Objetivos →
A: Conteste estas preguntas según el pasaje:
(i) ¿Mediante qué se puede aprender a sentir el fútbol?
(ii) ¿Qué tres aspectos absorben la alegría del actual mundo rectangular?
(iii) ¿En qué reside el motivo de la existencia de las competiciones?
B: Según el pasaje, ¿por qué la mirada fija hacia la red, aunque pueda parecer una virtud, tiene matices?

Pasaje →

§ §

Siempre pensé que el fútbol es un juego de la calle. Un deporte que de forma teórica se puede enseñar con disciplina, en ‘fábricas de cracks’, ‘Masías’, pero que sólo se puede aprender a sentir mediante la libertad de practicarlo por libre albedrío, cuando cualquier niño decide dedicar su tiempo de ocio a intentar hacer con un balón lo que alguna vez vio en el televisor e imaginar qué más puede salir de su bota. Es un negocio lucrativo, pero en su esencia no deja de tener raíces inocentes e infantiles.
Dogmatizado y rodeado de teoría, el fútbol se va convirtiendo en una máquina de crear beneficio, y ese beneficio se basa en los jugadores, que según avanza el tiempo comienzan a tener un patrón de corte que les hace ser demasiado maquinales, demasiado inertes. Creo que el juego cada vez lo es menos, hasta un punto en el que lo único que importa es la efectividad y la necesidad de autoexigencia. Culto al cuerpo, rigidez esquemática y mirada fija hacia la red son tres aspectos que, asimilados de forma enfermiza, absorben la alegría de este actual mundo rectangular.
Cuando hablo de mirada fija hacia la red hablo de algo que puede parecer una virtud en sí misma, pero tiene matices. Me refiero al hecho de olvidarse de la grada, de no tener presente cuál es el simple motivo de la existencia de las competiciones, que reside en entretener al espectador. Cada vez, el futbolista se toma menos tiempo para pensar, para imaginar y más para cumplir. Los trucos de magia son impersonales y repetitivos, y ya nada nos sorprende. ¿Mejor o peor? Cada uno tendrá sus preferencias.

§ §

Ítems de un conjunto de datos
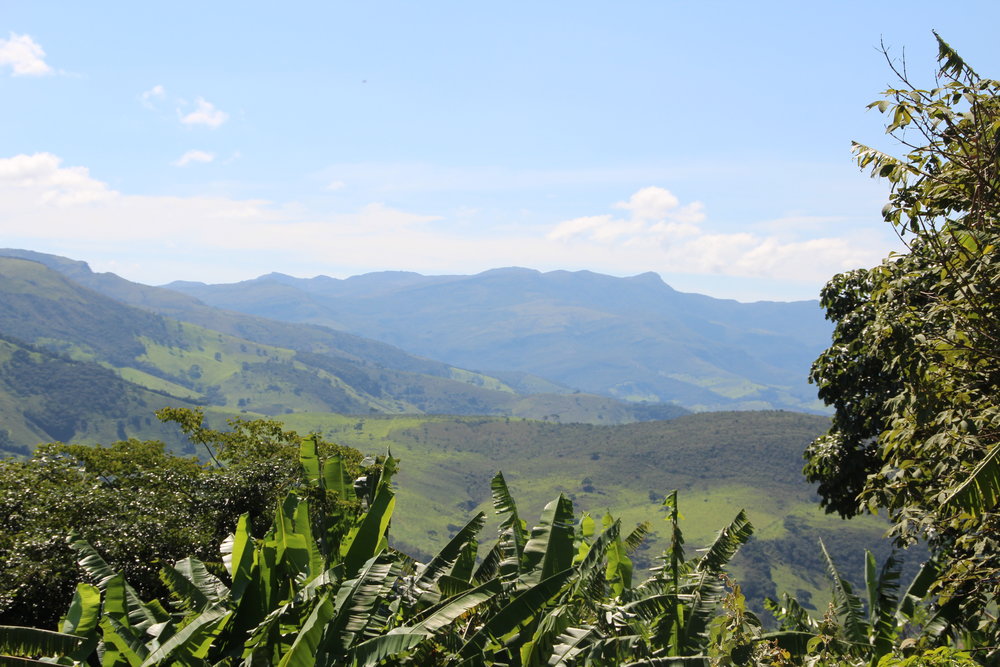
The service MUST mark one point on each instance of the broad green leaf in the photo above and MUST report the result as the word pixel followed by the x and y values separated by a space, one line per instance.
pixel 126 641
pixel 370 652
pixel 309 460
pixel 335 478
pixel 550 548
pixel 237 556
pixel 368 541
pixel 192 641
pixel 84 612
pixel 980 492
pixel 28 642
pixel 518 612
pixel 193 585
pixel 445 560
pixel 303 650
pixel 847 605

§ §

Resultados del ejercicio →
A:
(i) Mediante la libertad de practicarlo por libre albedrío.
(ii) El culto al cuerpo, la rigidez esquemática y la mirada fija hacia la red.
(iii) En entretener al espectador.

B: Porque implica olvidarse de la grada y perder de vista el simple motivo de la existencia de las competiciones, que es entretener al espectador. Así, el futbolista se toma menos tiempo para pensar e imaginar y más para cumplir.